_PROBLEM STATEMENT_
Each line in the records below, from the one that contains "Target: pediment" to the one that contains "Target: street lamp", should be reproduced exactly, the first and last included.
"""
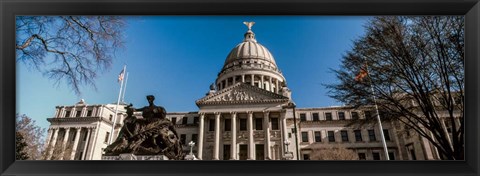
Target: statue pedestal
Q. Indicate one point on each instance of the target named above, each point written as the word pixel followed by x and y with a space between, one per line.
pixel 130 156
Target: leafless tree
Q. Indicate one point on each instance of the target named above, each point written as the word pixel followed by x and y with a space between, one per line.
pixel 334 153
pixel 416 68
pixel 32 134
pixel 68 48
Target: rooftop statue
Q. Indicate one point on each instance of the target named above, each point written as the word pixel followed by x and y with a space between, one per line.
pixel 151 135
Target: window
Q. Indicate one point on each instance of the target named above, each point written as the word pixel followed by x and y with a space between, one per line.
pixel 344 135
pixel 74 136
pixel 315 117
pixel 362 156
pixel 226 152
pixel 391 156
pixel 328 116
pixel 306 157
pixel 228 125
pixel 184 120
pixel 85 136
pixel 341 115
pixel 331 136
pixel 318 136
pixel 304 136
pixel 195 120
pixel 274 123
pixel 183 138
pixel 303 117
pixel 243 124
pixel 411 151
pixel 107 135
pixel 358 135
pixel 368 114
pixel 386 135
pixel 376 156
pixel 258 124
pixel 371 135
pixel 211 126
pixel 194 137
pixel 354 115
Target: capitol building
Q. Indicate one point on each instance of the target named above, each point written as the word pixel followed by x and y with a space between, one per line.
pixel 247 114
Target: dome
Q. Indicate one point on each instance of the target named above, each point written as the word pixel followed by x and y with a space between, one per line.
pixel 251 63
pixel 247 50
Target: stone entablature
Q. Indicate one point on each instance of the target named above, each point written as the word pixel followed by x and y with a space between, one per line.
pixel 242 94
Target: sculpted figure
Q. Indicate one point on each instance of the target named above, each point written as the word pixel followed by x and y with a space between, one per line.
pixel 151 135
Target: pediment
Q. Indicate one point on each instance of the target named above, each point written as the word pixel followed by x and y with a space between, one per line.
pixel 242 93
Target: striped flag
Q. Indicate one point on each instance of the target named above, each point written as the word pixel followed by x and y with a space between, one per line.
pixel 121 75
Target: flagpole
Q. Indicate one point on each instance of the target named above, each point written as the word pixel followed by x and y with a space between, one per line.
pixel 116 108
pixel 378 116
pixel 124 89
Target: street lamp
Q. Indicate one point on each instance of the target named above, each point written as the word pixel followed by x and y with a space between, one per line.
pixel 191 156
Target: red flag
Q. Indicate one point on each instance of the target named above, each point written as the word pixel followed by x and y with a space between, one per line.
pixel 363 72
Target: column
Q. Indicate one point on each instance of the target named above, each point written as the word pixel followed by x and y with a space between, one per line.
pixel 49 137
pixel 276 86
pixel 233 146
pixel 84 154
pixel 54 142
pixel 57 112
pixel 75 144
pixel 216 148
pixel 253 79
pixel 283 121
pixel 266 128
pixel 270 84
pixel 65 140
pixel 251 144
pixel 200 135
pixel 262 85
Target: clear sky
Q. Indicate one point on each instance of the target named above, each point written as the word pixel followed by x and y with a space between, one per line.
pixel 176 58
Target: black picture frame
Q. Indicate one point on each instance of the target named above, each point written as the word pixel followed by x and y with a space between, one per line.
pixel 10 8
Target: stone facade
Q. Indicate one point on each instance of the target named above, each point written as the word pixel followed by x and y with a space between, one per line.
pixel 83 129
pixel 248 115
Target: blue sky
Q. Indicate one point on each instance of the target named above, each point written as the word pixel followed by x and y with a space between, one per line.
pixel 176 58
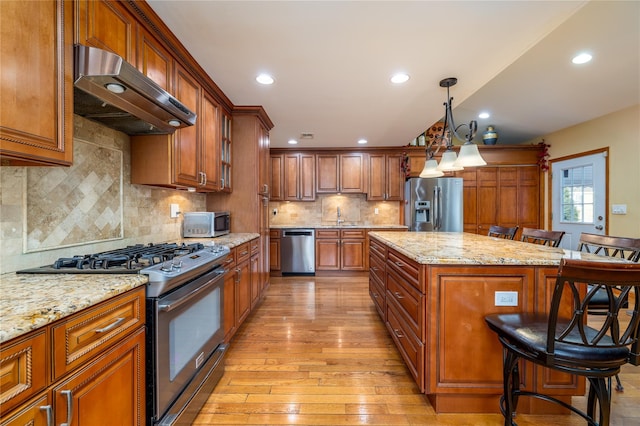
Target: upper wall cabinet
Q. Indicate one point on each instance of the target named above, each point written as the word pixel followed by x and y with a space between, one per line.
pixel 107 25
pixel 340 173
pixel 188 158
pixel 36 83
pixel 153 60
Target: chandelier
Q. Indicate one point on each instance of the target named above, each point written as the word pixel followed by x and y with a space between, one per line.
pixel 469 155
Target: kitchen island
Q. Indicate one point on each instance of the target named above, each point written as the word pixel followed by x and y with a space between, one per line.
pixel 433 290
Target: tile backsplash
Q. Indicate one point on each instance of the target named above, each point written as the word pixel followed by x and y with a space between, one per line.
pixel 52 212
pixel 354 210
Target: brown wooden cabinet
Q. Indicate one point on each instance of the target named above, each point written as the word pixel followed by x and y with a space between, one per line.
pixel 115 379
pixel 242 285
pixel 154 60
pixel 435 315
pixel 386 181
pixel 340 249
pixel 65 368
pixel 340 173
pixel 249 207
pixel 506 196
pixel 107 25
pixel 298 177
pixel 189 157
pixel 37 83
pixel 274 251
pixel 226 182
"""
_RESPONSE AREA_
Target: pediment
Q. Indicate one point on each instance of the target named above, each point written as the word pixel followed by x and y with a space between, one per line.
pixel 242 93
Target: striped flag
Q. Indicate one point on each instance of the target named above, each point written as the word pixel followed by x and y with a space between, one per line.
pixel 121 75
Target: flagpole
Q. Indicate one point on each instance of the target named above, each point written as the word pixel followed by x and y with a space between, one per line.
pixel 116 108
pixel 378 116
pixel 124 89
Target: street lamp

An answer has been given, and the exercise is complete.